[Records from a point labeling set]
────────

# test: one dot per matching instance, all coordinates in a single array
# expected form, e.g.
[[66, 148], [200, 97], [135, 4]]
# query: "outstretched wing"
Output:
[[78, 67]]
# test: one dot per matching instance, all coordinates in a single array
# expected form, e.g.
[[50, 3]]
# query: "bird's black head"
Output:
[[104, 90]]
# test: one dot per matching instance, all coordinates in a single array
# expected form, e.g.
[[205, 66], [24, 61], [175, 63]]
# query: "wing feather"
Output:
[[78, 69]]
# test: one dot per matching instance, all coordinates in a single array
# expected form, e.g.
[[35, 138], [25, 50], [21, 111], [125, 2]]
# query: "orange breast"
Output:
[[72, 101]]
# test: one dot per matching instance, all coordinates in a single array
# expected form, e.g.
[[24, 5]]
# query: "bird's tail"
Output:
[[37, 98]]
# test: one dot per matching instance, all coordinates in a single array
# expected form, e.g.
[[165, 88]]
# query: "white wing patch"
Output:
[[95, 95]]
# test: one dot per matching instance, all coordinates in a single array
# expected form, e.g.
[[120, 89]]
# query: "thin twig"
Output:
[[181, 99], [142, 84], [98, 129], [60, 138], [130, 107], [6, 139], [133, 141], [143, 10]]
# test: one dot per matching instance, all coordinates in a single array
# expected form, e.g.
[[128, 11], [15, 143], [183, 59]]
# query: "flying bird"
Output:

────────

- [What you will do] Could you write out, word for word, the stretch of the records above from their start through the line containing "[[104, 90]]"?

- [Solved exercise]
# test: one dot per matching instance, all coordinates in a single array
# expected form, e.g.
[[66, 148], [200, 97], [135, 4]]
# query: "outstretched wing"
Output:
[[78, 67]]
# test: one dot per matching instance, all coordinates in a single array
# expected form, e.g.
[[50, 3]]
# query: "bird's black head"
Output:
[[104, 90]]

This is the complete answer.